- Entries supplied

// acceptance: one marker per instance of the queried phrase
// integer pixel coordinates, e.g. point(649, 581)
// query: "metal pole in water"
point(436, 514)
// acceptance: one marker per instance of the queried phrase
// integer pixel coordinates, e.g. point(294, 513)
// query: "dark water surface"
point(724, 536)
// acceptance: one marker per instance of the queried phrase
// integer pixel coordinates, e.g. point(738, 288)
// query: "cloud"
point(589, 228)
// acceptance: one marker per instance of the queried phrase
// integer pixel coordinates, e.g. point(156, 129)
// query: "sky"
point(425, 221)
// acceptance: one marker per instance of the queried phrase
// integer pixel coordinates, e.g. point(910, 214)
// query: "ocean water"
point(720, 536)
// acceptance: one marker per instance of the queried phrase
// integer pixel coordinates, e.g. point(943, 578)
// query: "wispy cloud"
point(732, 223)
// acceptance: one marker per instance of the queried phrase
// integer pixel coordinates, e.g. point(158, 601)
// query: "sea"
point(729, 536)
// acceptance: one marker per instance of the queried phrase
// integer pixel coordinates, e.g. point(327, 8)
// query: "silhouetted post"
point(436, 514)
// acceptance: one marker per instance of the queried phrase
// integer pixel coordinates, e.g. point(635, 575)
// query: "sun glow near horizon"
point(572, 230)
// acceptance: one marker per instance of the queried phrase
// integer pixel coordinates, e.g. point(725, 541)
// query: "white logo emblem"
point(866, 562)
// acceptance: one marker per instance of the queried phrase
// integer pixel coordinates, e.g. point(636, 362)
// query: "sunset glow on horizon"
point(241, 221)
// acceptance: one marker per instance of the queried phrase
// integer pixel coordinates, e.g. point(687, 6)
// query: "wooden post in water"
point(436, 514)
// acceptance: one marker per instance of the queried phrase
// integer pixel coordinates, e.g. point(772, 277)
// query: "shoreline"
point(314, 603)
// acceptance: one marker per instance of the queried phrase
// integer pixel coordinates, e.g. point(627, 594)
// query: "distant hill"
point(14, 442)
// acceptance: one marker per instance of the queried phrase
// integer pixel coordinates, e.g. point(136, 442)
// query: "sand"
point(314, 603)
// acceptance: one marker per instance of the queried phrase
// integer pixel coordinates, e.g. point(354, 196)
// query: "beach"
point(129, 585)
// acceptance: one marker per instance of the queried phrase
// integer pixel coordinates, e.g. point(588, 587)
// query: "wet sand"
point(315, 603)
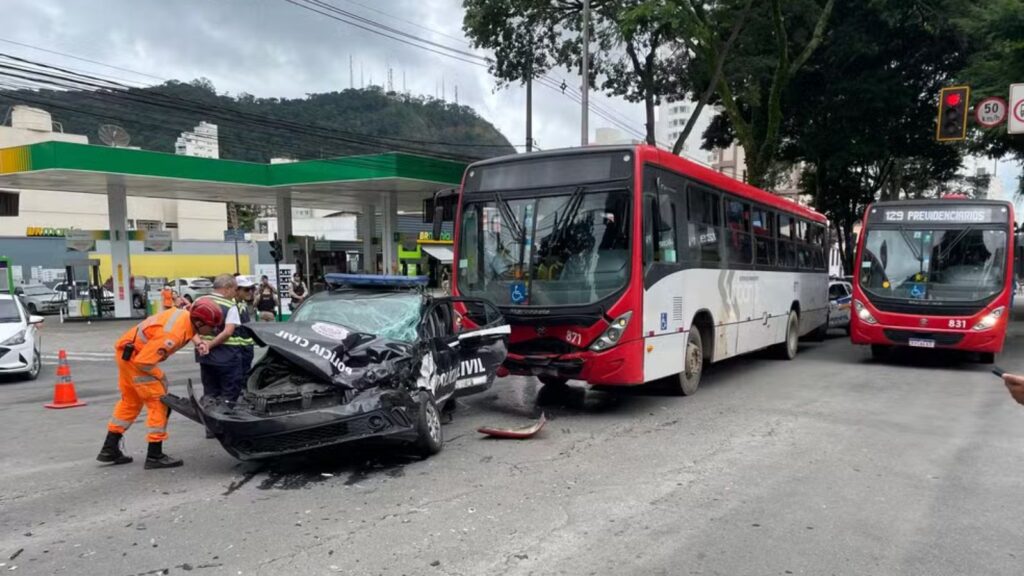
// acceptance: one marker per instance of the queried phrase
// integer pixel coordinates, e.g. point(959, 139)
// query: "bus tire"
point(787, 350)
point(689, 379)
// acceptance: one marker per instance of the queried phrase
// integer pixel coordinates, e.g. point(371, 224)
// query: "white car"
point(840, 296)
point(19, 340)
point(192, 288)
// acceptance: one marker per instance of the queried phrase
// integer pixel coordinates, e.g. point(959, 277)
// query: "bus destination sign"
point(938, 214)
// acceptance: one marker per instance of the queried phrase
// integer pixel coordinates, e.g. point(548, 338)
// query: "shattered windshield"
point(958, 264)
point(554, 250)
point(391, 316)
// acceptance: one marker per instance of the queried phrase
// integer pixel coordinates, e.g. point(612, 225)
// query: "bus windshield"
point(957, 264)
point(554, 250)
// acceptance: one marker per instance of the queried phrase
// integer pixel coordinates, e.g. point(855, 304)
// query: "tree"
point(861, 113)
point(752, 89)
point(630, 54)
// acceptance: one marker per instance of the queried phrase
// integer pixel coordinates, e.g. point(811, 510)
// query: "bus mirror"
point(438, 218)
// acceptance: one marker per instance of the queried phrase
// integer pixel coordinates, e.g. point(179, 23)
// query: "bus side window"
point(738, 245)
point(705, 216)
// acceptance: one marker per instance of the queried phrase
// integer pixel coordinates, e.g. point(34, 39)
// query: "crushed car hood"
point(334, 354)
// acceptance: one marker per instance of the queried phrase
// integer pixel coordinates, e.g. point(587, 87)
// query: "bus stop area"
point(382, 186)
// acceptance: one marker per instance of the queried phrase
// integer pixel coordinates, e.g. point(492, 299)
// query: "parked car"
point(39, 299)
point(354, 363)
point(19, 340)
point(840, 296)
point(192, 288)
point(82, 292)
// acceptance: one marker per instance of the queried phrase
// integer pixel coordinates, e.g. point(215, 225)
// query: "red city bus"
point(934, 274)
point(620, 265)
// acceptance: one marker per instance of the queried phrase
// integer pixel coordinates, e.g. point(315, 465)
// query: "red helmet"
point(206, 312)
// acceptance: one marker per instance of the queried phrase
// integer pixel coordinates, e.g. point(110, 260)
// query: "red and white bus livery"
point(620, 265)
point(934, 274)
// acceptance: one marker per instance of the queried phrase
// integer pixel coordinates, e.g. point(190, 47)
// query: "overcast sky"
point(273, 48)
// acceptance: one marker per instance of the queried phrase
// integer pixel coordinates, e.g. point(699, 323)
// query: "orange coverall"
point(168, 296)
point(140, 380)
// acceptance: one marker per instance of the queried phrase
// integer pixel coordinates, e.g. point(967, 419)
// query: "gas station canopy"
point(339, 183)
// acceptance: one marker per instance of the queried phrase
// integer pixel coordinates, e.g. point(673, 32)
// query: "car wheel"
point(428, 426)
point(689, 378)
point(787, 350)
point(37, 365)
point(881, 352)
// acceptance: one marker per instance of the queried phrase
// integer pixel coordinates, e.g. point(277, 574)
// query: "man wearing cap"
point(244, 296)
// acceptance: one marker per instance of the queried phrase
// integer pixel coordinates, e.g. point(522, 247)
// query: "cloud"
point(274, 48)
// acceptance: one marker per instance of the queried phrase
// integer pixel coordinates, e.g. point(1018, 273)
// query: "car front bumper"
point(16, 359)
point(248, 436)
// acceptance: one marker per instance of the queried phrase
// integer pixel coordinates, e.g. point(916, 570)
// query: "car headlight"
point(862, 313)
point(15, 339)
point(990, 319)
point(613, 333)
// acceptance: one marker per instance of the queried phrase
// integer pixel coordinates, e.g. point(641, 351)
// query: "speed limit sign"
point(990, 112)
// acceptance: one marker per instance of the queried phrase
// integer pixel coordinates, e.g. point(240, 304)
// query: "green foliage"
point(155, 117)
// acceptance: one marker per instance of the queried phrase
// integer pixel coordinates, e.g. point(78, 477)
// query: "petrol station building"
point(375, 187)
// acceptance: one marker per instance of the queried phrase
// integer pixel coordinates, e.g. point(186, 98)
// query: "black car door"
point(482, 335)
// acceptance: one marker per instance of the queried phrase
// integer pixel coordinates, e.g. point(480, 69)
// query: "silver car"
point(40, 299)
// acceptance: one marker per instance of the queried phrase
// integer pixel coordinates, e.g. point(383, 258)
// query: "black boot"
point(156, 458)
point(111, 453)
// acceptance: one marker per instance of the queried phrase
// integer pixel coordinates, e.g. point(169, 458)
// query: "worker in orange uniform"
point(142, 382)
point(167, 294)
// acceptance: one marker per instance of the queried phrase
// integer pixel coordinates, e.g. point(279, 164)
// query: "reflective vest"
point(242, 335)
point(228, 352)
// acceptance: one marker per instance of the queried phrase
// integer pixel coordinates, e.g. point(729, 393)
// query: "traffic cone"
point(64, 389)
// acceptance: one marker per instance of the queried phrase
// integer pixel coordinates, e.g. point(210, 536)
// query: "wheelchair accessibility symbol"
point(517, 293)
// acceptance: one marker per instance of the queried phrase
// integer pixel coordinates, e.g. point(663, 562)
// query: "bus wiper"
point(509, 216)
point(571, 209)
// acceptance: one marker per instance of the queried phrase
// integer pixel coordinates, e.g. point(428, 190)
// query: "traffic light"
point(276, 252)
point(953, 103)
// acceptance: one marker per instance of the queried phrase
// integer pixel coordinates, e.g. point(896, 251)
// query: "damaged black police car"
point(372, 358)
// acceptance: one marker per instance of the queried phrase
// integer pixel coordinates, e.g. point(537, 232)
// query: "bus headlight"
point(862, 313)
point(990, 319)
point(611, 336)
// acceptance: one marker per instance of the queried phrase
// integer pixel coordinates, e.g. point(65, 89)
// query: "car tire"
point(37, 366)
point(428, 426)
point(688, 380)
point(787, 350)
point(881, 352)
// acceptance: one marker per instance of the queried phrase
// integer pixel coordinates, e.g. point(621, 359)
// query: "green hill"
point(321, 125)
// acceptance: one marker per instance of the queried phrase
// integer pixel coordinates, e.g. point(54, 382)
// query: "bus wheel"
point(787, 350)
point(689, 378)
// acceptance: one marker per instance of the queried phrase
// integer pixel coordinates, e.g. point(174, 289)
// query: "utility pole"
point(584, 129)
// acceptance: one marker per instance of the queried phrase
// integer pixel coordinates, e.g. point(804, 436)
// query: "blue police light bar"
point(373, 280)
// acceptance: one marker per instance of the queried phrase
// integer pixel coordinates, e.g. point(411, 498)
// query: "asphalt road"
point(828, 464)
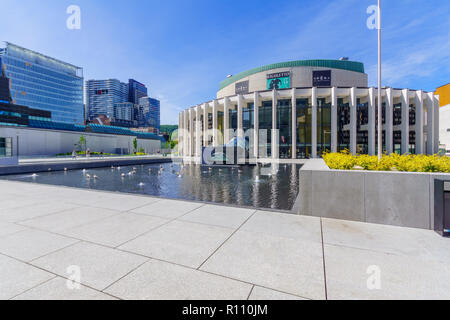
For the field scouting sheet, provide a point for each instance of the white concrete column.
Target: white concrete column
(419, 122)
(215, 124)
(353, 114)
(294, 124)
(314, 123)
(275, 141)
(436, 123)
(389, 125)
(430, 123)
(372, 137)
(405, 121)
(256, 124)
(334, 119)
(240, 131)
(191, 132)
(198, 138)
(205, 124)
(226, 120)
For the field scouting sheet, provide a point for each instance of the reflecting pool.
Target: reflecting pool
(274, 186)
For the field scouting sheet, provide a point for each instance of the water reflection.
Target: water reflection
(276, 187)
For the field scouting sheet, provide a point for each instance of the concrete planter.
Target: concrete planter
(393, 198)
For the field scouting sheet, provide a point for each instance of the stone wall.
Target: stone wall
(393, 198)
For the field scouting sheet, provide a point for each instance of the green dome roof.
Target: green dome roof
(334, 64)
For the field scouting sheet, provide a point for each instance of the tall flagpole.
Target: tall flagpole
(380, 120)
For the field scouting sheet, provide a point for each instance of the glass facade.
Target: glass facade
(102, 95)
(265, 123)
(343, 125)
(150, 113)
(41, 82)
(136, 91)
(284, 119)
(5, 147)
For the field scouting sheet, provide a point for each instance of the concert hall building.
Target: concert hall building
(300, 109)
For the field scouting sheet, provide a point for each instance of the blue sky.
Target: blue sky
(182, 49)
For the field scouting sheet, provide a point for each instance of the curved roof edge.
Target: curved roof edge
(334, 64)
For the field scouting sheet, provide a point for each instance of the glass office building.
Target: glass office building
(102, 95)
(149, 113)
(41, 82)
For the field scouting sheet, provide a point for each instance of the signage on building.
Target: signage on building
(279, 80)
(322, 78)
(241, 87)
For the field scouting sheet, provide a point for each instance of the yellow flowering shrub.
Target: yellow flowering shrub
(394, 162)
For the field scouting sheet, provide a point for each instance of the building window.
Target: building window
(343, 125)
(265, 123)
(323, 126)
(5, 147)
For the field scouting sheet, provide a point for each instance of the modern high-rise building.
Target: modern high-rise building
(136, 90)
(149, 113)
(102, 95)
(45, 83)
(124, 115)
(303, 109)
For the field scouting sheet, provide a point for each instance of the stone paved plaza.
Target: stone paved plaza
(139, 247)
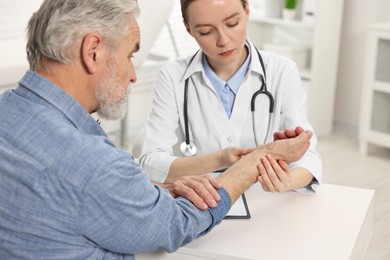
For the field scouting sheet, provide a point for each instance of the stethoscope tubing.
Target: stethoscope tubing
(189, 149)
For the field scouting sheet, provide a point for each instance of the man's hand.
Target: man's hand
(274, 175)
(200, 190)
(292, 149)
(288, 133)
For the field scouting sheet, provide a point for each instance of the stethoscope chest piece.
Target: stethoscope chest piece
(189, 149)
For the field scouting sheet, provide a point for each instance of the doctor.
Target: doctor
(214, 107)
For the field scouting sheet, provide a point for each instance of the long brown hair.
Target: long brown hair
(185, 3)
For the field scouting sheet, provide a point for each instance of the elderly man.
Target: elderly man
(66, 191)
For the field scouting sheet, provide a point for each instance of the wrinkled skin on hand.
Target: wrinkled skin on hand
(201, 190)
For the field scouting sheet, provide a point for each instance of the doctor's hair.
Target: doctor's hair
(55, 32)
(185, 3)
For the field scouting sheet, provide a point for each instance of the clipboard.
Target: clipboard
(239, 209)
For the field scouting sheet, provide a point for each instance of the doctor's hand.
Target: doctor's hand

- Exercise objective
Nothing outside this range should appear: the lines from the start of the listing through the line with "e.g. point(725, 541)", each reproduced exactly, both ends included.

- Exercise solution
// acceptance: one marker per instance of the queried phrase
// integer pixel coordinates, e.g. point(649, 581)
// query: "metal pole in water"
point(436, 514)
// acceptance: one marker per instance of the queried phrase
// integer pixel coordinates, e.g. point(294, 513)
// query: "dark water surface"
point(724, 536)
// acceptance: one marker per instance of the queried phrase
// integer pixel coordinates, e.g. point(738, 288)
// query: "cloud"
point(589, 228)
// acceptance: one marker per instance of the queried phrase
// integer pixel coordinates, e.g. point(156, 129)
// query: "sky"
point(425, 221)
// acceptance: one marker per instance of the queried phrase
// integer pixel coordinates, e.g. point(910, 214)
// query: "ocean water"
point(720, 536)
// acceptance: one marker per instance of the queried phrase
// integer pixel coordinates, e.g. point(943, 578)
// query: "wispy cloud"
point(732, 223)
// acceptance: one marker per instance of the queried phrase
// integer pixel coordinates, e.g. point(158, 601)
// query: "sea"
point(729, 536)
// acceptance: one marker per instance of the queried phrase
// integer pixel coordinates, e.g. point(327, 8)
// query: "silhouetted post"
point(436, 514)
// acceptance: one marker per instance of the queried phrase
// integer pixel coordinates, e.g. point(635, 575)
// query: "sun glow near horizon"
point(572, 230)
// acceptance: one marker per instance of the queried phrase
// integer pixel coordinates, e.g. point(725, 541)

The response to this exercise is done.